• _Dataset records_
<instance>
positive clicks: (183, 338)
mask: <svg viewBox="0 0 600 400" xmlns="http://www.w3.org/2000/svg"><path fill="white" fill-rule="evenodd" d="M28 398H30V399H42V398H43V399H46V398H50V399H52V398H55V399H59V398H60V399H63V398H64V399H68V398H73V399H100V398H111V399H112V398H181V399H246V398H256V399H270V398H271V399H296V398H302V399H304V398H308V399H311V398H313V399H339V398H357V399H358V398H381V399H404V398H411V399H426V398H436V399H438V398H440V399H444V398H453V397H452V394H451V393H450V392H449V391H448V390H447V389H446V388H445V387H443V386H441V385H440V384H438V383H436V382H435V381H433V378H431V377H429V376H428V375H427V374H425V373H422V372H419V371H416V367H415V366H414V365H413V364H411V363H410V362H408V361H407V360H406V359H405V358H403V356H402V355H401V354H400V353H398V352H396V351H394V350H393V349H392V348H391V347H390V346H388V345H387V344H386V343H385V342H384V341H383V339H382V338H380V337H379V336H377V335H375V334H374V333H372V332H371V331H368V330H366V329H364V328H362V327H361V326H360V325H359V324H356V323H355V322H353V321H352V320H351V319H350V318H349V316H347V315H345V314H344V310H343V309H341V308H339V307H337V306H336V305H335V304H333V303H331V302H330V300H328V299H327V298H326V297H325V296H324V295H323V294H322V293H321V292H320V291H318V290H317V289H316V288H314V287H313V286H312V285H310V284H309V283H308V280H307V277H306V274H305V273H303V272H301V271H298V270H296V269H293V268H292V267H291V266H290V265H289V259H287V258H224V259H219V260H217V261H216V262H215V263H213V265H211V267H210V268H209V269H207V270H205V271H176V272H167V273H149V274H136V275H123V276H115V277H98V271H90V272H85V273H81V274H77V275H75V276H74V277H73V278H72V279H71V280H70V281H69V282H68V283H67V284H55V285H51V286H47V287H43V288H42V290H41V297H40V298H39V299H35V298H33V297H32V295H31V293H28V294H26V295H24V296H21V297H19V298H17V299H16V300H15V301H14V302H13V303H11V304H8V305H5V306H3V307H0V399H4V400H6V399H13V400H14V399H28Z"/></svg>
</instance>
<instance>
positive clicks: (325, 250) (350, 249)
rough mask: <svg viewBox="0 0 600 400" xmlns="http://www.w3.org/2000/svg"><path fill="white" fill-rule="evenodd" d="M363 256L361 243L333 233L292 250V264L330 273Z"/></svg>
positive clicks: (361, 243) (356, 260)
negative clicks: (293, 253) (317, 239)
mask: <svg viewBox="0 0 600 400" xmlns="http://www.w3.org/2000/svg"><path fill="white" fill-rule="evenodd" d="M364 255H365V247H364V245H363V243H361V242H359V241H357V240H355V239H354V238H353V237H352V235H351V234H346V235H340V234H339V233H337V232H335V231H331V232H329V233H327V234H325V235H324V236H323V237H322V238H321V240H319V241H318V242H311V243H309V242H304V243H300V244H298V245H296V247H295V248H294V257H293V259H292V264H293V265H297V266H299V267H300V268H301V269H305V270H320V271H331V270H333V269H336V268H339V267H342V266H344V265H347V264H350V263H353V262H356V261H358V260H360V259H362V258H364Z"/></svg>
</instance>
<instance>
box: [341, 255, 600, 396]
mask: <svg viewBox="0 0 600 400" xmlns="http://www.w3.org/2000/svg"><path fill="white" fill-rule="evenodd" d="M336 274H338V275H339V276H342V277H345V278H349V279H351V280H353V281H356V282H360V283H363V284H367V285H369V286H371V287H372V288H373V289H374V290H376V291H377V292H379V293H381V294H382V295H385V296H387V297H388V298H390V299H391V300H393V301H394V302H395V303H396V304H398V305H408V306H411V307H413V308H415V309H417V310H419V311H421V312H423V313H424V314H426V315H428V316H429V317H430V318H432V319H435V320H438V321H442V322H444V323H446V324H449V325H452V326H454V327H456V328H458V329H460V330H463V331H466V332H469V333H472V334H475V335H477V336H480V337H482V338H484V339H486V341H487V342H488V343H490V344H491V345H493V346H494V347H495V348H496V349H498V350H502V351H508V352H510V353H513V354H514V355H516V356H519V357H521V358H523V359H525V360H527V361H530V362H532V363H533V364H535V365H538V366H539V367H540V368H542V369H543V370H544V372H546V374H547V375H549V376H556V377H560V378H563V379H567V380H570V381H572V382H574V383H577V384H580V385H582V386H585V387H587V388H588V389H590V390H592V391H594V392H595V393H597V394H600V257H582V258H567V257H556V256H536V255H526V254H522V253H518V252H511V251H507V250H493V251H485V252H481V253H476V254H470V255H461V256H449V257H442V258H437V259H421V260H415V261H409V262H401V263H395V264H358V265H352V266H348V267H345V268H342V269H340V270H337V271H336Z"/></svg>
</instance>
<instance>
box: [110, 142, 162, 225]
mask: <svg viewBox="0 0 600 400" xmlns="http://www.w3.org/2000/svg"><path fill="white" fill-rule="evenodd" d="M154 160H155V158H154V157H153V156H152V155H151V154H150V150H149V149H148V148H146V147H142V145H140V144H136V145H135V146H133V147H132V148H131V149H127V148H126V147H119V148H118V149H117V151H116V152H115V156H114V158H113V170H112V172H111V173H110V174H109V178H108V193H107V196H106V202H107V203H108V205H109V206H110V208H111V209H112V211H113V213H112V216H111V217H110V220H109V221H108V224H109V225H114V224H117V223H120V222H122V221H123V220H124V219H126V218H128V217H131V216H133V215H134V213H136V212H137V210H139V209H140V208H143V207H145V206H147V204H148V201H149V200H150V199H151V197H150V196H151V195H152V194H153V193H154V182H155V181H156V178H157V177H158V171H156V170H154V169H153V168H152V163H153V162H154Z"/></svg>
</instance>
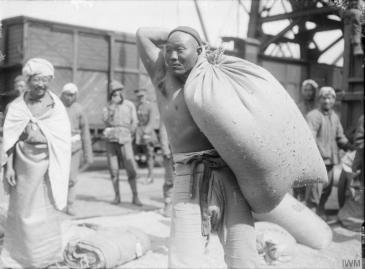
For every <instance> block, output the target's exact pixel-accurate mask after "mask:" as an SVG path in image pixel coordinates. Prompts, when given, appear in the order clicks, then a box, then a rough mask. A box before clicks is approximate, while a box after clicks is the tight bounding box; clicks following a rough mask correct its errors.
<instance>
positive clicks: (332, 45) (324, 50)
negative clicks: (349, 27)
mask: <svg viewBox="0 0 365 269" xmlns="http://www.w3.org/2000/svg"><path fill="white" fill-rule="evenodd" d="M342 38H343V35H341V36H340V37H339V38H337V39H336V40H334V41H333V42H332V43H331V44H329V45H328V46H327V47H325V48H324V49H323V50H321V51H320V53H321V54H320V55H322V54H323V53H325V52H326V51H328V50H329V49H330V48H332V47H333V46H334V45H336V44H337V43H338V42H339V41H340V40H341V39H342Z"/></svg>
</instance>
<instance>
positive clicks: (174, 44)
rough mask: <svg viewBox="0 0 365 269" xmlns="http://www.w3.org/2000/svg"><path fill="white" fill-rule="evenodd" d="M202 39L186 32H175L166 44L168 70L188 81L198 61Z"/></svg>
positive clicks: (178, 76)
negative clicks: (188, 75)
mask: <svg viewBox="0 0 365 269" xmlns="http://www.w3.org/2000/svg"><path fill="white" fill-rule="evenodd" d="M199 40H200V39H197V38H196V37H195V36H193V35H192V34H191V33H189V32H186V31H179V30H173V31H171V32H170V34H169V38H168V40H167V44H166V53H165V60H166V64H167V66H168V69H169V70H170V71H171V72H172V73H173V74H174V75H175V76H177V77H181V78H184V79H186V78H187V76H188V75H189V73H190V71H191V69H192V68H193V67H194V65H195V64H196V62H197V61H198V57H199V54H200V52H201V49H200V43H199Z"/></svg>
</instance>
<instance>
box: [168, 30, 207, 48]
mask: <svg viewBox="0 0 365 269" xmlns="http://www.w3.org/2000/svg"><path fill="white" fill-rule="evenodd" d="M176 32H180V33H185V34H188V35H190V36H192V37H193V38H194V39H195V40H196V42H197V43H198V45H199V46H201V45H202V40H201V38H200V35H199V33H198V32H197V31H196V30H195V29H193V28H191V27H189V26H179V27H176V28H175V29H173V30H172V31H171V32H170V33H169V35H168V37H170V36H171V35H172V34H173V33H176Z"/></svg>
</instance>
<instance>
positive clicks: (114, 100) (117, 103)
mask: <svg viewBox="0 0 365 269" xmlns="http://www.w3.org/2000/svg"><path fill="white" fill-rule="evenodd" d="M122 100H123V95H122V90H120V91H115V92H113V94H112V97H111V100H110V102H111V103H112V104H119V103H120V102H122Z"/></svg>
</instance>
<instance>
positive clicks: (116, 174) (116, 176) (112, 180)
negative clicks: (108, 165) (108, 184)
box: [111, 170, 120, 203]
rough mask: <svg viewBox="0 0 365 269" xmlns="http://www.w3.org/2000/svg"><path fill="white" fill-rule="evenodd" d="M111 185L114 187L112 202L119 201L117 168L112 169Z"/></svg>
mask: <svg viewBox="0 0 365 269" xmlns="http://www.w3.org/2000/svg"><path fill="white" fill-rule="evenodd" d="M111 179H112V185H113V189H114V195H115V197H114V201H113V203H120V190H119V170H113V171H112V178H111Z"/></svg>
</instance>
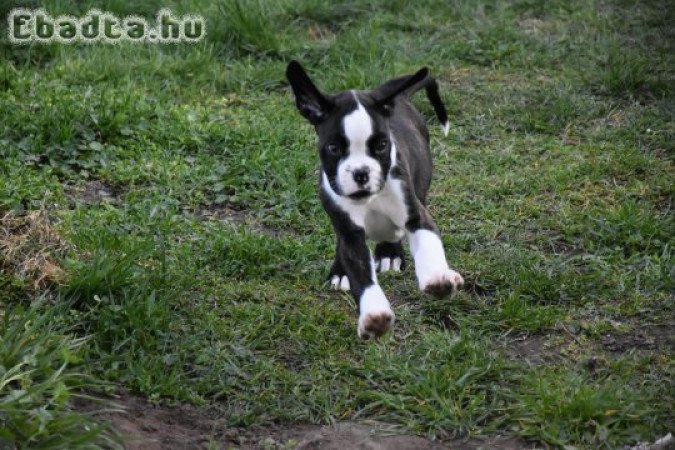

• _Try it_
Collect every line of the data above that contains the string "positive", and copy each such line in full.

• _Answer section_
positive clicks: (183, 338)
positive clicks: (325, 250) (350, 249)
positive clicks: (361, 243) (356, 260)
positive clicks: (332, 45) (324, 50)
positive clicks: (174, 44)
positive clicks: (178, 76)
positive clicks: (114, 100) (117, 103)
positive clicks: (116, 174) (116, 176) (112, 180)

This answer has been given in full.